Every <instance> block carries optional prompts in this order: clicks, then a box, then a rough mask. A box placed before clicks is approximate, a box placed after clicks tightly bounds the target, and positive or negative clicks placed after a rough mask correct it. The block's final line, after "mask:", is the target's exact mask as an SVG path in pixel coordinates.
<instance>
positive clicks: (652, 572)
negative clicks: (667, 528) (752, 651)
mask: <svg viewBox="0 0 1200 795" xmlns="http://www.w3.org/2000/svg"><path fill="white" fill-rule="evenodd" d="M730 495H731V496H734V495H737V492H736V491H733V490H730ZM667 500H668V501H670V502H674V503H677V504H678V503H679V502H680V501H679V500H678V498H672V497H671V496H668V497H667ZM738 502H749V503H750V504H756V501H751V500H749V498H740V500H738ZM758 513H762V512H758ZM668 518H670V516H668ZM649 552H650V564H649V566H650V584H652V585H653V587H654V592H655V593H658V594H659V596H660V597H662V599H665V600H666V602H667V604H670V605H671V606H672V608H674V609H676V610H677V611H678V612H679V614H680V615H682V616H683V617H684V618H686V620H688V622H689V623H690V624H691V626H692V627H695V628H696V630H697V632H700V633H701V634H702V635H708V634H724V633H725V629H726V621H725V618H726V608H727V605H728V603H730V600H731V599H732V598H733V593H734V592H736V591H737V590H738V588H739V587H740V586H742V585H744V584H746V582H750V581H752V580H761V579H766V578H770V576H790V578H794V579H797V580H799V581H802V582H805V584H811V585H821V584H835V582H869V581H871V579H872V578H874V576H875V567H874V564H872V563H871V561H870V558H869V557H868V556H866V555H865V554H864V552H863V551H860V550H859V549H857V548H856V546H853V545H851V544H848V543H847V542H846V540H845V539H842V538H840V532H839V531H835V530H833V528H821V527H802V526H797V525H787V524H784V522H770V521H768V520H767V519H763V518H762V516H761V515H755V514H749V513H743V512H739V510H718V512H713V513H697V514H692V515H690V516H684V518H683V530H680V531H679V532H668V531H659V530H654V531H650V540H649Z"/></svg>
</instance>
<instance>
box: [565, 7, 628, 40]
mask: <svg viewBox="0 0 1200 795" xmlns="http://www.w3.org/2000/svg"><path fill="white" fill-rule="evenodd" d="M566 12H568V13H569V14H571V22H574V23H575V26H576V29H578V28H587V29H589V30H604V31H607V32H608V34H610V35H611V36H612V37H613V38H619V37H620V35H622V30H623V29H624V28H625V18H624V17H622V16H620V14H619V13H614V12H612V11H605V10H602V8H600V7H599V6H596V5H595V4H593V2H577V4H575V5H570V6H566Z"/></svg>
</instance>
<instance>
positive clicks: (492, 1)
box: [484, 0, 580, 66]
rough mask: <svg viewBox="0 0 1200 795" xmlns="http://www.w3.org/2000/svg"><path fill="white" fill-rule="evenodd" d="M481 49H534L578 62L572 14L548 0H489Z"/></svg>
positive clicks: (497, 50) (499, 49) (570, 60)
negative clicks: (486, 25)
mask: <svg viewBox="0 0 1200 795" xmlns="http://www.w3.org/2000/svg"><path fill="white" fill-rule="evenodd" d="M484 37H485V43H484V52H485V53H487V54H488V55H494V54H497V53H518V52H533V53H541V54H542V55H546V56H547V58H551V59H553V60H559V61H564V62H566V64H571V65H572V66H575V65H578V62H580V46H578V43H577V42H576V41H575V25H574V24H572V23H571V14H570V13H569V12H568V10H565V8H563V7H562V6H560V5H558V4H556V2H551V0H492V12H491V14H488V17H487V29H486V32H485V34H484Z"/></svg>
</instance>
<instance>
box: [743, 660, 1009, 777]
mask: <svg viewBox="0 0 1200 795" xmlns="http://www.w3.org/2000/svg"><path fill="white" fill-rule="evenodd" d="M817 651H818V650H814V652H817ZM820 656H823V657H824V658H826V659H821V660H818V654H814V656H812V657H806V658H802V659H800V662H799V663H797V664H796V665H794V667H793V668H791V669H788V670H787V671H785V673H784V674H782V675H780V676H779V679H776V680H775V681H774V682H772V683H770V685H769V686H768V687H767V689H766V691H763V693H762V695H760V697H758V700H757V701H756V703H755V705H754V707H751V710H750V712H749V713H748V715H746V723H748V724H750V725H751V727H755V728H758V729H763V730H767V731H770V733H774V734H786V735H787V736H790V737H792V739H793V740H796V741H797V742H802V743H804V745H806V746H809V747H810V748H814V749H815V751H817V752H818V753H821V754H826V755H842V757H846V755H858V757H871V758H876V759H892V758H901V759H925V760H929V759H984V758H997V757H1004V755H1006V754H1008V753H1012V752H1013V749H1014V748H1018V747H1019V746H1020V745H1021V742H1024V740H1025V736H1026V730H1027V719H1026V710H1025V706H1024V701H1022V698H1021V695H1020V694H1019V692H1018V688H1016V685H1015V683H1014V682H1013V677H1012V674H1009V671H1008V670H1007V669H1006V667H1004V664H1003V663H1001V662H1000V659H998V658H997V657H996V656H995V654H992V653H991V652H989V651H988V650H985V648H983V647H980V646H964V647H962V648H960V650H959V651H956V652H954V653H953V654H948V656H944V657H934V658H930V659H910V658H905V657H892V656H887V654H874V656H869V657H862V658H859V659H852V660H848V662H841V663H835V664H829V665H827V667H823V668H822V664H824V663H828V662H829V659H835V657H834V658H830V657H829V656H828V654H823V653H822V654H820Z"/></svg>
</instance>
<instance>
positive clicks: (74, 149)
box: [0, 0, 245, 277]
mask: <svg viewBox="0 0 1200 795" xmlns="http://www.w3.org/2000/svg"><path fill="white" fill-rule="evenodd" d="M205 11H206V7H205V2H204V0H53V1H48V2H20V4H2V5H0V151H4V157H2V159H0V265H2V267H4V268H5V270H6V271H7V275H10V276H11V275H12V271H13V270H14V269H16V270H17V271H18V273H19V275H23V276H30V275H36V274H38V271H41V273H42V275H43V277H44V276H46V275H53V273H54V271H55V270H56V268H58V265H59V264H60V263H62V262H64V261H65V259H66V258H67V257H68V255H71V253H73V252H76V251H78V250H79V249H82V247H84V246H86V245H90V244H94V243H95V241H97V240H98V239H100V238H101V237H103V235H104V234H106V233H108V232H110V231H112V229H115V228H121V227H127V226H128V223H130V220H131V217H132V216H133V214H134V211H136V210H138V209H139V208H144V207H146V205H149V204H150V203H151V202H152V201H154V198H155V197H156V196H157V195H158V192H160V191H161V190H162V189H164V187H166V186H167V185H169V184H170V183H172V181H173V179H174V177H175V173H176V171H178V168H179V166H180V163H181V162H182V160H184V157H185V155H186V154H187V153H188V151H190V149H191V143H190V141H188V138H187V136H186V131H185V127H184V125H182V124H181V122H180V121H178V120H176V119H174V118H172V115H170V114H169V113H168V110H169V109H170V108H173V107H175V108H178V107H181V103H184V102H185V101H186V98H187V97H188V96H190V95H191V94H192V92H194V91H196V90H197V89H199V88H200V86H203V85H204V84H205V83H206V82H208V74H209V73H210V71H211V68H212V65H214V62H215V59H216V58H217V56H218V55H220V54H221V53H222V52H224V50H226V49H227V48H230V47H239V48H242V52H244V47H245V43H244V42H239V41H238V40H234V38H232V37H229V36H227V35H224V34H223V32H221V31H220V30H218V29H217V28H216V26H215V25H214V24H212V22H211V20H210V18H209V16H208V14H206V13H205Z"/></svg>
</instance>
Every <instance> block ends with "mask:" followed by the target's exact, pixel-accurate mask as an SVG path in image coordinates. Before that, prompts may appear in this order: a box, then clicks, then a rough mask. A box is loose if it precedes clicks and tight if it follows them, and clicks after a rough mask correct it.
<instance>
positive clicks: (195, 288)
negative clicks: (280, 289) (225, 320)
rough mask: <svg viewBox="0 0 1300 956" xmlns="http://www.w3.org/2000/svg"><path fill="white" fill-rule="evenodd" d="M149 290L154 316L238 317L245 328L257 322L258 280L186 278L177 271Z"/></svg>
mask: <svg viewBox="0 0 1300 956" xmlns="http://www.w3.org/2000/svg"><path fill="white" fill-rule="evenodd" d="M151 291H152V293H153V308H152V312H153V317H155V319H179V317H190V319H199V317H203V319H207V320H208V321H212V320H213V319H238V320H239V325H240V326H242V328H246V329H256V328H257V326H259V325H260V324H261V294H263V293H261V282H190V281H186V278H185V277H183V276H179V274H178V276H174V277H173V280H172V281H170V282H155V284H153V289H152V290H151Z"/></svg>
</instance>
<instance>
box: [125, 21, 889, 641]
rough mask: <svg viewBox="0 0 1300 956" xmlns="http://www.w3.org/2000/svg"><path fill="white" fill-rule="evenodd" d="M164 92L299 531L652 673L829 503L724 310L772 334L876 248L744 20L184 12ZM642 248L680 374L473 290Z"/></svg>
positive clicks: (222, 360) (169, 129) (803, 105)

————————

PROBLEM STATEMENT => Everything from the first line of the records through the line holding "positive clicks: (652, 572)" is to be transcribed exactly; leave out all other lines.

WRITTEN REPLY =>
Every <instance> block carries optional prompts in this order: clicks, then a box, then a rough mask. A box placed before clicks is approximate, a box placed after clicks tightly bounds the target, and positive or negative clicks placed after a rough mask correct it. The block's final line, after "mask:", is the target's exact mask as an SVG path in pixel coordinates.
<instance>
positive clicks: (652, 572)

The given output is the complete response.